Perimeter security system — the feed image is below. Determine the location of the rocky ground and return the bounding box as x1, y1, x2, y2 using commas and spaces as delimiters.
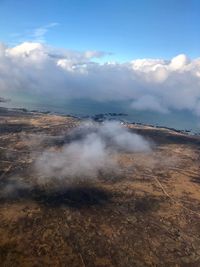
0, 109, 200, 267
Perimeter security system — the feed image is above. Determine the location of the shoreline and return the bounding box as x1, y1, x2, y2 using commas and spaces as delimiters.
0, 106, 200, 136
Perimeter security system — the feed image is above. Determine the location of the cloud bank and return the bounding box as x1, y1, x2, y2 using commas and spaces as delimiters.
35, 122, 151, 182
0, 42, 200, 115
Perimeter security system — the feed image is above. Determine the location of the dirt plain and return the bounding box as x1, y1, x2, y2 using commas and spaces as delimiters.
0, 108, 200, 267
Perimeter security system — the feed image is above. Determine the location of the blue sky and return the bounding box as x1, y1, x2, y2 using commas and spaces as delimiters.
0, 0, 200, 61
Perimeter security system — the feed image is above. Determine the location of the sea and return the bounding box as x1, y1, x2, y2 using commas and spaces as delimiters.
1, 99, 200, 134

-------------------------

Work to complete
Gather every line of the rows above that contains the word "ground", matching case exactly, and copy each one out in full.

Final result
Perimeter security system — the feed image is below. Determine the location of the rocky ground and return the bounding box as x1, y1, x2, y2 using commas and spaces as delimiters.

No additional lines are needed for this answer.